_TASK:_ Copy the listing below word for word, starting at the first line and ending at the line containing "negative clicks: (390, 386)", with both of those lines included.
============================================================
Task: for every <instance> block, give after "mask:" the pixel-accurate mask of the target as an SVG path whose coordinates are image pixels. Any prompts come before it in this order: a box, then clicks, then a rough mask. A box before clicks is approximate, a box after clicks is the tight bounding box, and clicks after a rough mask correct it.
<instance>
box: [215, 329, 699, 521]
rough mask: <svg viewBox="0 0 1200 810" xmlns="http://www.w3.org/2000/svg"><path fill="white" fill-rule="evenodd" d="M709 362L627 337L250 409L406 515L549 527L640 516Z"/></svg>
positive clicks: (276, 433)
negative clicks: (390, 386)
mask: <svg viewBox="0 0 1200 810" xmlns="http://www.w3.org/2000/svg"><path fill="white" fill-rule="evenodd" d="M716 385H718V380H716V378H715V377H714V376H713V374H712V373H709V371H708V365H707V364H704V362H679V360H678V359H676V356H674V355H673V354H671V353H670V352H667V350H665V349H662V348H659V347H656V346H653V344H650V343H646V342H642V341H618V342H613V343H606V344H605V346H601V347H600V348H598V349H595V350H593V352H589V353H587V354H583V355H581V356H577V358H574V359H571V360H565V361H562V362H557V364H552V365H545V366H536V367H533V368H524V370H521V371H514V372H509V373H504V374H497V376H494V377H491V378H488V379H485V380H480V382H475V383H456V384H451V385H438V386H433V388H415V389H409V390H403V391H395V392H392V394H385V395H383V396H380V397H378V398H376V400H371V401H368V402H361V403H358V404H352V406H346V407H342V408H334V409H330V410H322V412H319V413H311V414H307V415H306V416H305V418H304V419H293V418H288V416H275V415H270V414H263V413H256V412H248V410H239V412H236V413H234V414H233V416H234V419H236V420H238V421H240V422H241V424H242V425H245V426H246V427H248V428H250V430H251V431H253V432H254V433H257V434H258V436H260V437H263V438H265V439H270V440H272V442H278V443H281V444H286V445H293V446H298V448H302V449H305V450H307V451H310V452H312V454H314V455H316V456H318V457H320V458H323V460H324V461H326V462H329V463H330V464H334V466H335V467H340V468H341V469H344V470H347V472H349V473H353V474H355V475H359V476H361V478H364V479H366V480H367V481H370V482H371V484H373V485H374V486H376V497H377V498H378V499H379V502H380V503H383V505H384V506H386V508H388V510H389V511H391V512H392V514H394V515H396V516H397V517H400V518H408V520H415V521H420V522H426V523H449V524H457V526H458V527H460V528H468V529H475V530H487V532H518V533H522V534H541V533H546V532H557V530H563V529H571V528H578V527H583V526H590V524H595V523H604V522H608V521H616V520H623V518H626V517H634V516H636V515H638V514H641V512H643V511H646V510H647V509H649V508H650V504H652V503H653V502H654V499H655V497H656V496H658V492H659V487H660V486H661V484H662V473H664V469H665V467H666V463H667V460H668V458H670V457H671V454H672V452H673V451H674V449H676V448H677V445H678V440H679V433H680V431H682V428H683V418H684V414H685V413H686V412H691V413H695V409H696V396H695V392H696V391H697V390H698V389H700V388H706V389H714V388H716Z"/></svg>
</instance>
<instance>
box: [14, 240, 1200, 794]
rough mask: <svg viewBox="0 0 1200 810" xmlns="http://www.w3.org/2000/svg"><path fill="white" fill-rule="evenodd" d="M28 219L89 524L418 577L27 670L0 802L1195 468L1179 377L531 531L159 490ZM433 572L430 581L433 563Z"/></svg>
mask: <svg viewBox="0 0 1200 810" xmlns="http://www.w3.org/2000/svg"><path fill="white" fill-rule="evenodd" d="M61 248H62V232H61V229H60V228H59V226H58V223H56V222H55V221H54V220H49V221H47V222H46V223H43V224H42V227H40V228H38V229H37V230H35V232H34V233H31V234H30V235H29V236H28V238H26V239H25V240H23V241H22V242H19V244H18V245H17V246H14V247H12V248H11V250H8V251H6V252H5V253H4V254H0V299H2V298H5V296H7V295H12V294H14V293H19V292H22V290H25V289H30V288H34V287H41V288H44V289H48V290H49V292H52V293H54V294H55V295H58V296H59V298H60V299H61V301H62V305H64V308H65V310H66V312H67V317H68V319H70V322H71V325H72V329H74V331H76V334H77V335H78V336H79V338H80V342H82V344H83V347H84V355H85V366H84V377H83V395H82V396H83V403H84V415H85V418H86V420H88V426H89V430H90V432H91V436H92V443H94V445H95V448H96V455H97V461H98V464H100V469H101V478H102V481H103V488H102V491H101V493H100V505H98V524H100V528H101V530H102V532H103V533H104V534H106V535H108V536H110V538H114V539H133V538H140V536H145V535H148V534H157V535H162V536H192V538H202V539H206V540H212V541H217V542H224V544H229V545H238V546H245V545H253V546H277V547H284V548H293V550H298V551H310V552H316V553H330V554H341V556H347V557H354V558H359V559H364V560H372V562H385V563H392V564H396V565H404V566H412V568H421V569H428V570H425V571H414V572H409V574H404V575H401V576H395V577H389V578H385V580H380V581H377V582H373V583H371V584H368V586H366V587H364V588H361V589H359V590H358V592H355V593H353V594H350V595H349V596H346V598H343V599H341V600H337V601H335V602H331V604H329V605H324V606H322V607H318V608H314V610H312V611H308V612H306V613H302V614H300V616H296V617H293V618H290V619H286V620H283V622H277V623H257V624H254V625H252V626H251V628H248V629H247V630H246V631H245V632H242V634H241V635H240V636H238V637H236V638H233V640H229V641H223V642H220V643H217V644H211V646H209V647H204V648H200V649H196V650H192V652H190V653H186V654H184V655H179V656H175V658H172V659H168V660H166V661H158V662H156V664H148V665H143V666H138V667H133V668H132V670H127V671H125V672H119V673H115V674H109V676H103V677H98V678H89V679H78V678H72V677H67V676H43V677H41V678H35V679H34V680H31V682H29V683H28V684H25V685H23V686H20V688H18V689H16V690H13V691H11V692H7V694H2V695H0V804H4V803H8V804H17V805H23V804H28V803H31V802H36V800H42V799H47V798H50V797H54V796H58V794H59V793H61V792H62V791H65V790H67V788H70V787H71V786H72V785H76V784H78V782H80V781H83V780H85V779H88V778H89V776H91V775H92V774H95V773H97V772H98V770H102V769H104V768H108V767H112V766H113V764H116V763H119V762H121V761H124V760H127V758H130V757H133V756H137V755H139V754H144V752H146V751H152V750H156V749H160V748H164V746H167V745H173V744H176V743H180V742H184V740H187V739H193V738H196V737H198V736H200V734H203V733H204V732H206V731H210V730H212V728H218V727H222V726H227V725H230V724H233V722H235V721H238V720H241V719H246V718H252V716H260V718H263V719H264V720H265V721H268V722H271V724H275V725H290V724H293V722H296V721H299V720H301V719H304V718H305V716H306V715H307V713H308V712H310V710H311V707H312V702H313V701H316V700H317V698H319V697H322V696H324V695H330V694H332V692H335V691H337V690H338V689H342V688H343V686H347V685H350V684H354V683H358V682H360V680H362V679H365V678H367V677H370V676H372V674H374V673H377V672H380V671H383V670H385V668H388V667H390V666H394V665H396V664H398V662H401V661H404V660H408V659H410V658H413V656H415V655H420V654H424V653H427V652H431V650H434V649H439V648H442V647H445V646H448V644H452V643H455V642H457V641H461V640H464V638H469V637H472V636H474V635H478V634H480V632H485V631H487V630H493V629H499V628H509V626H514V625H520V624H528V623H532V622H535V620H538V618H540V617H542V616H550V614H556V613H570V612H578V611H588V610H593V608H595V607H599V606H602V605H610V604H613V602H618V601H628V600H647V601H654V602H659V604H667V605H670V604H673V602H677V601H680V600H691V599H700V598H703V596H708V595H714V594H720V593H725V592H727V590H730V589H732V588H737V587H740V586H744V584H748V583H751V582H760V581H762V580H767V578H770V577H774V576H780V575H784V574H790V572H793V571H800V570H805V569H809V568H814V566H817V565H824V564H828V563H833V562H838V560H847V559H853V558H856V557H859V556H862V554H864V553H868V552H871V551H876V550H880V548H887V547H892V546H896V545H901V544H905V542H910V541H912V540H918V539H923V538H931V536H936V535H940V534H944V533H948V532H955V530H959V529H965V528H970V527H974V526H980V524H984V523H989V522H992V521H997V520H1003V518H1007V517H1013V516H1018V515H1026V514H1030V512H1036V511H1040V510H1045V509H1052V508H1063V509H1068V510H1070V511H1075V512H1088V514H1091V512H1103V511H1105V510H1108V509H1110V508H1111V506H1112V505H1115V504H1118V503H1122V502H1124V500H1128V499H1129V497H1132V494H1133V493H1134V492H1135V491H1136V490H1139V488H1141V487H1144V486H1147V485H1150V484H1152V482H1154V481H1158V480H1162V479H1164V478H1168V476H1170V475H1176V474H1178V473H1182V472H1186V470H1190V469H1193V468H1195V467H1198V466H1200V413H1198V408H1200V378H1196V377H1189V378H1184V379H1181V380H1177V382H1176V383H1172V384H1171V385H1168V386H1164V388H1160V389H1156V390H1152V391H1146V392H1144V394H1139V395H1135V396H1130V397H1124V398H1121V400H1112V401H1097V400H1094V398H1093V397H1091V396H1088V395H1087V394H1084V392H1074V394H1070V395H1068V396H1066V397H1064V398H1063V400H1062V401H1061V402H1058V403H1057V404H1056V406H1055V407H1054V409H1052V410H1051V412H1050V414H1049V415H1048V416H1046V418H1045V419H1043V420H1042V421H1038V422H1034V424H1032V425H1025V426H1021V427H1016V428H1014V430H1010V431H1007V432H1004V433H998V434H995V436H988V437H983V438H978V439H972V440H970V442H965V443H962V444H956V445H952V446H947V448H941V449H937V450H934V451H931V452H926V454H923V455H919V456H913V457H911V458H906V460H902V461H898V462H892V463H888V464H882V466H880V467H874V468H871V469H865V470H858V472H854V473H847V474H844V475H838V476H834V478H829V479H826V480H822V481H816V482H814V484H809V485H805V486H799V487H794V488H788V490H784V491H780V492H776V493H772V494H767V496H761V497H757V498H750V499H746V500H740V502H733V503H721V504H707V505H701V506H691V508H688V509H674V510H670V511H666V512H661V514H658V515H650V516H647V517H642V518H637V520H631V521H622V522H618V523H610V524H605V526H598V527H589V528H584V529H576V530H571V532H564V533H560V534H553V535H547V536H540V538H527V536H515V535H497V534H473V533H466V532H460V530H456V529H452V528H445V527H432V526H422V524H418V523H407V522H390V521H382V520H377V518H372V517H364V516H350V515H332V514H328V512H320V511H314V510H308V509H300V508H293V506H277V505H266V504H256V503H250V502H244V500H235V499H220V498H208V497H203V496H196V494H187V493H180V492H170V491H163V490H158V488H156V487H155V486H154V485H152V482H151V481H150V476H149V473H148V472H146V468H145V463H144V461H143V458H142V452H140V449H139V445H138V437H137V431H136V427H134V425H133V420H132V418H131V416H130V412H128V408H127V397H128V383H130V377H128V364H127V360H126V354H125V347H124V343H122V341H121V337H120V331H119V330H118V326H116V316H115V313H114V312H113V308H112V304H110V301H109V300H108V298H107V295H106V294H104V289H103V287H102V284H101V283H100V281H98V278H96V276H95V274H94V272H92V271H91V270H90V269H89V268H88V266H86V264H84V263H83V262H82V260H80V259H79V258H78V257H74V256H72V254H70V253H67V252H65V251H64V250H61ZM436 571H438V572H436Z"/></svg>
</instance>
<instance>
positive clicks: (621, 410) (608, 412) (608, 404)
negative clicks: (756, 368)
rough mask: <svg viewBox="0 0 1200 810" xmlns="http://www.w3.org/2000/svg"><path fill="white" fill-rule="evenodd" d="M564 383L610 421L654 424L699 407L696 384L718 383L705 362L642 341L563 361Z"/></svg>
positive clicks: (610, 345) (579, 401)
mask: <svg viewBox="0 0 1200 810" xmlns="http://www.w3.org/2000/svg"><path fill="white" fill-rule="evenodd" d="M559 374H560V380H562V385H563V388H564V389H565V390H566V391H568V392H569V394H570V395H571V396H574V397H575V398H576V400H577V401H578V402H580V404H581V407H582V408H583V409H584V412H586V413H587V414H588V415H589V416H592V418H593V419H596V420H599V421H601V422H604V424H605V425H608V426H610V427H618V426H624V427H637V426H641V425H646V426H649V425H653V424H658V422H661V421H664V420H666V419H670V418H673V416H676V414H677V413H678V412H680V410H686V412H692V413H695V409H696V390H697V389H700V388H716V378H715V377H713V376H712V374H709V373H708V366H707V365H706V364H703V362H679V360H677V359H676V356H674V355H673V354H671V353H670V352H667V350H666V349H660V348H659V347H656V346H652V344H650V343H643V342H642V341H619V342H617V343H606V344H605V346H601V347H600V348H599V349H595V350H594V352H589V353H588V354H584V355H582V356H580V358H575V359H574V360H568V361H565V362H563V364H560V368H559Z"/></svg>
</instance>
============================================================
_EXERCISE RESULT:_
Task: for every <instance> block, give after "mask:" the pixel-accurate mask of the target as an SVG path whose coordinates are image pixels. Any prompts come before it in this order: a box, then clicks, then a rough mask. A box before clicks is approximate, a box after clicks is the tight bounding box, and clicks after a rough mask correct it.
<instance>
box: [215, 329, 699, 521]
rough mask: <svg viewBox="0 0 1200 810" xmlns="http://www.w3.org/2000/svg"><path fill="white" fill-rule="evenodd" d="M709 362L627 337L250 409L406 515L549 527L640 516Z"/></svg>
positive clicks: (276, 433)
negative clicks: (390, 386)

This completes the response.